All lines from the one containing "Could you identify the red" through the end of the entries below should appear in the answer exactly, with no others.

Saved data entries:
>>>>

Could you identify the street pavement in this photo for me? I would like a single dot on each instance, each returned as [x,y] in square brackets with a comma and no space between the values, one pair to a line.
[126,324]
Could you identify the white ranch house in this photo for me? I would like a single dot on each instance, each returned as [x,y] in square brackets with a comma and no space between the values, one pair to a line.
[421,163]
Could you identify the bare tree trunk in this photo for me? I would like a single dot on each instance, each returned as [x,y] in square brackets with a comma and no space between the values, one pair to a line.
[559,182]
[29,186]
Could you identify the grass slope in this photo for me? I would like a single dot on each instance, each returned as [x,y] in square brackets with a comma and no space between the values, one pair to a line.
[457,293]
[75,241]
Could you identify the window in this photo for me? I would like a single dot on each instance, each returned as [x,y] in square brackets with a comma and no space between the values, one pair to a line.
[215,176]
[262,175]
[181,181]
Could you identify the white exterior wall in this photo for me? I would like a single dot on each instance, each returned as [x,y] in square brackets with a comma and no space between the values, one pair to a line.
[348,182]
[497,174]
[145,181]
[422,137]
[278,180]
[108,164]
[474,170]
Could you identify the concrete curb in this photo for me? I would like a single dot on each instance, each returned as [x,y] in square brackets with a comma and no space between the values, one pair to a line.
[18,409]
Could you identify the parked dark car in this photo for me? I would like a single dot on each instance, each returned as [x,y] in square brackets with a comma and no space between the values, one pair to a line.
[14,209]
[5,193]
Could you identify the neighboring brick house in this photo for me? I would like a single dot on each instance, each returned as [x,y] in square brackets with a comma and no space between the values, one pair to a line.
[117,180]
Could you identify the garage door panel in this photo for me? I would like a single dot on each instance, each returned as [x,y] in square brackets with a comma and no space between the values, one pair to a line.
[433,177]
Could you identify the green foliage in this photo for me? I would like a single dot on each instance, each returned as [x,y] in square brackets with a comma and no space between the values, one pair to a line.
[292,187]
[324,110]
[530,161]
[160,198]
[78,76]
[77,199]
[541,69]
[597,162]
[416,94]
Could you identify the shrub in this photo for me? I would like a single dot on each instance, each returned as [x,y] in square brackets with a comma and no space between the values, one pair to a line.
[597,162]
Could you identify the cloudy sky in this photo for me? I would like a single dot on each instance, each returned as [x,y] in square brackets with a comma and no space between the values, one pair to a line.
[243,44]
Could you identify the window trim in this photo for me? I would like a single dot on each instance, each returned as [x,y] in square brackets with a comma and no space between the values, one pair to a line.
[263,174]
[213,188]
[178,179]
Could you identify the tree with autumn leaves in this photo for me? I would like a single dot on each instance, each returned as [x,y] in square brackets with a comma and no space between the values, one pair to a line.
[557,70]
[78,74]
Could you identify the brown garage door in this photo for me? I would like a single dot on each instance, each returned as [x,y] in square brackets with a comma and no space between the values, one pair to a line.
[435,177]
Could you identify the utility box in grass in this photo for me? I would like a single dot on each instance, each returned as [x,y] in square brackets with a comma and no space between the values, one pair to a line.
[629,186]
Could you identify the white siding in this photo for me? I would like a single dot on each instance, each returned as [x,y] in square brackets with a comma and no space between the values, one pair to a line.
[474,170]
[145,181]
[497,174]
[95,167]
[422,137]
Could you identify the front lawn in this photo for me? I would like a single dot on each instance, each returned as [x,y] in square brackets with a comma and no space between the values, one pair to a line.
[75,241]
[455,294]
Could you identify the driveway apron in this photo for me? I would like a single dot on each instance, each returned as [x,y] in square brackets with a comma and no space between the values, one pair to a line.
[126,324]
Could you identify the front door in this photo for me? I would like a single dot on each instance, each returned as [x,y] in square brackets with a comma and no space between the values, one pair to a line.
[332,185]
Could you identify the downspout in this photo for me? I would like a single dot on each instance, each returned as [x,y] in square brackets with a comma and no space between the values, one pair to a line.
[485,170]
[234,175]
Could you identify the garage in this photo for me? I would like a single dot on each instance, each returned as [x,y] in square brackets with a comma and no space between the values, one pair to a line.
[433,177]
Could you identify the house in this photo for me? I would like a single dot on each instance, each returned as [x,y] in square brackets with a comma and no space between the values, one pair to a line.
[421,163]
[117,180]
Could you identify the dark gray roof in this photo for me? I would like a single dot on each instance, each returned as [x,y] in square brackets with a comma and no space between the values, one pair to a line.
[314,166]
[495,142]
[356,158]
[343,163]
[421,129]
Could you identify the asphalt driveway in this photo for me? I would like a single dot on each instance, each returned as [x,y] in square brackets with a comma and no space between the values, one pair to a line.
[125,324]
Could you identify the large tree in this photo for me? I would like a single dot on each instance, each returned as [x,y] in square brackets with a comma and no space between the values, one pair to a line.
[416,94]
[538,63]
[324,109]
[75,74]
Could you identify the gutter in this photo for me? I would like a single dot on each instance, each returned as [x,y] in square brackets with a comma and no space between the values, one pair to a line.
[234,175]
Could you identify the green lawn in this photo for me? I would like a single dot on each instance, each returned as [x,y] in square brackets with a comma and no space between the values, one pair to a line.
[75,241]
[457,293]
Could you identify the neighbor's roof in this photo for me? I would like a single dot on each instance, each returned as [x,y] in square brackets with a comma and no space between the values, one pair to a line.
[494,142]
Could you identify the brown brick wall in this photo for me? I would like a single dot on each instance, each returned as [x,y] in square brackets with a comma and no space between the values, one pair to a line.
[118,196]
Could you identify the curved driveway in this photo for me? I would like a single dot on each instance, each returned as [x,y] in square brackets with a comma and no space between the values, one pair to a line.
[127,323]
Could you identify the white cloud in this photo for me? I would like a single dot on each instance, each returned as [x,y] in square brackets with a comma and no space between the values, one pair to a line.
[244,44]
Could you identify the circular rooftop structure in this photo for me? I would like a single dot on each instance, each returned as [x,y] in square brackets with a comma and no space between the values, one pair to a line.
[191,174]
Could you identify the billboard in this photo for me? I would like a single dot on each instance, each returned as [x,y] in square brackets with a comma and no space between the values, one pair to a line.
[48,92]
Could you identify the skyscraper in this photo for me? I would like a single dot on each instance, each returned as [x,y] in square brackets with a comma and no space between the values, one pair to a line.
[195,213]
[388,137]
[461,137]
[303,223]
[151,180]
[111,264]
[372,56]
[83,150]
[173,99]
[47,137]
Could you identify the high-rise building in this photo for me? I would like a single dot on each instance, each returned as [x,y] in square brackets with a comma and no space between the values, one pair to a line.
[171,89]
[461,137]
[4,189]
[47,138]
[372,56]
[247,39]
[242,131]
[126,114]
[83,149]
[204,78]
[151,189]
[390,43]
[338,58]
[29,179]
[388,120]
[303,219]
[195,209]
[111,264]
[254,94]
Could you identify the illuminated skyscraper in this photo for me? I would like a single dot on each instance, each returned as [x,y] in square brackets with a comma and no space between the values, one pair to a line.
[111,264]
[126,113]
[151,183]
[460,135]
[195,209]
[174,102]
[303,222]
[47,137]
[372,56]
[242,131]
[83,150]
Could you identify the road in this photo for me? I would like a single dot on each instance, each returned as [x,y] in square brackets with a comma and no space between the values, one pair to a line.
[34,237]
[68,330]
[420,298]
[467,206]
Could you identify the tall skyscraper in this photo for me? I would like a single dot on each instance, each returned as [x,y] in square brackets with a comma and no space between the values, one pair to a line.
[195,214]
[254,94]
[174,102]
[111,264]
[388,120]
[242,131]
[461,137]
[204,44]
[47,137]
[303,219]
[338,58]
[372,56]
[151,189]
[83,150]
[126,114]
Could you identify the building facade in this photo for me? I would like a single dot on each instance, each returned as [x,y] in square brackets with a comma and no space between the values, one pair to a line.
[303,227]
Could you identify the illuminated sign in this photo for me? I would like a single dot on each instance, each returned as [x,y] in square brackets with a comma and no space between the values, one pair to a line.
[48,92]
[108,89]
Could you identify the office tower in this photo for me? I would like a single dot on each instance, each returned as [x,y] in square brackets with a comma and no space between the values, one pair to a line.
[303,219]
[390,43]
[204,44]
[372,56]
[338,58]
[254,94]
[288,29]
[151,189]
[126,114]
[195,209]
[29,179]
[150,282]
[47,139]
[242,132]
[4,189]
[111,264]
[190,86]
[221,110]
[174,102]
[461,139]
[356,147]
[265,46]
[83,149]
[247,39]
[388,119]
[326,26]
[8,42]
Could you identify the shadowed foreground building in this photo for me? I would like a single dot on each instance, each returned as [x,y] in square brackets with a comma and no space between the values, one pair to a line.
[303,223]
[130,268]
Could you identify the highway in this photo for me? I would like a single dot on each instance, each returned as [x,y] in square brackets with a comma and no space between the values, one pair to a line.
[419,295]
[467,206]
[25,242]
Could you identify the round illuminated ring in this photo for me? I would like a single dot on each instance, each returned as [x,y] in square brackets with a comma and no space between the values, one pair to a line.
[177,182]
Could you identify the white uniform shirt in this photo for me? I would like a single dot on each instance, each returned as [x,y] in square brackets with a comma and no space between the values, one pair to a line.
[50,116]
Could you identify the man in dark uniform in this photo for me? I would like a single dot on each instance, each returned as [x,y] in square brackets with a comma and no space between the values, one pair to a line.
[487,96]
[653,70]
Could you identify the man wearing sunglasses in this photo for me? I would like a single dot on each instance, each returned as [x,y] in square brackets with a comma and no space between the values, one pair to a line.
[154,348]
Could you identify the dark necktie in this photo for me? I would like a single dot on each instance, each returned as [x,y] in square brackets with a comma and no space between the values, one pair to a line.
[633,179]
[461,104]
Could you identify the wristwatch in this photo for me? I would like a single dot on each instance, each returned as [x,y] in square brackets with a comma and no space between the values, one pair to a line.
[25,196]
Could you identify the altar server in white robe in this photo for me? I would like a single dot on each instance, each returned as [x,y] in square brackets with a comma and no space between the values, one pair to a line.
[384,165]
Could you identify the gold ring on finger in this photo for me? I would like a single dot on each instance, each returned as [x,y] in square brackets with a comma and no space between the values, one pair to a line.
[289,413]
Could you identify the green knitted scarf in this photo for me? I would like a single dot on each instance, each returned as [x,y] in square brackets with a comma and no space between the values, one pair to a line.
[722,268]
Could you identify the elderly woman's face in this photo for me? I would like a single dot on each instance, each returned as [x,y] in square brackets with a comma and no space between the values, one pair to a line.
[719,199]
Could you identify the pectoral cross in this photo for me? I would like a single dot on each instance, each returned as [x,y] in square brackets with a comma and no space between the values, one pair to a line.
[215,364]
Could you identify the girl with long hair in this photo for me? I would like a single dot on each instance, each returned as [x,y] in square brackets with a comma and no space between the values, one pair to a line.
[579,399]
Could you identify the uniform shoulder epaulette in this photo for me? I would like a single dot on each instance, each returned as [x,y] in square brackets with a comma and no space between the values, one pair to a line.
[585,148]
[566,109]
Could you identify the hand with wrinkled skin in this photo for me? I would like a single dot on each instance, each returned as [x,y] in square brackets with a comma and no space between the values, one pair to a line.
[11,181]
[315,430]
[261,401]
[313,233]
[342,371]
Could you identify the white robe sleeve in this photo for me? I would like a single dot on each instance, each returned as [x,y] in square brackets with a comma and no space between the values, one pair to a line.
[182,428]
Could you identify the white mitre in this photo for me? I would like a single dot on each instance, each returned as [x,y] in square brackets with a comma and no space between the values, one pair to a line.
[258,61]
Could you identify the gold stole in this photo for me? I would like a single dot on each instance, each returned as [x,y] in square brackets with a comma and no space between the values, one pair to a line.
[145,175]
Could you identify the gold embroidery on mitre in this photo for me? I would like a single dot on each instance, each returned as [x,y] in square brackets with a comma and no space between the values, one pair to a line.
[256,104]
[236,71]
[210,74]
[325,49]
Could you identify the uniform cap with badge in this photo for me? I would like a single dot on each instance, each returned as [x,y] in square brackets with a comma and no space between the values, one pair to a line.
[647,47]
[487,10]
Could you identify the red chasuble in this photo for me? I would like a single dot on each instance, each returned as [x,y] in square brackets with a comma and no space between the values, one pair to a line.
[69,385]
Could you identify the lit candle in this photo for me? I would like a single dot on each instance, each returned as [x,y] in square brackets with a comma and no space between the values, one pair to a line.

<<<<

Solution to this task:
Could you identify the red chasuble in this photo for me? I would like a single dot on each instance, each returned as [x,y] in square brackets with a comma and no space between the values, one pair to a line.
[69,385]
Could you identify the lit candle in this photo for me? I would like a single dot on each instance, each returned as [x,y] in square brackets with a comma and no space between the values, one pair to a line.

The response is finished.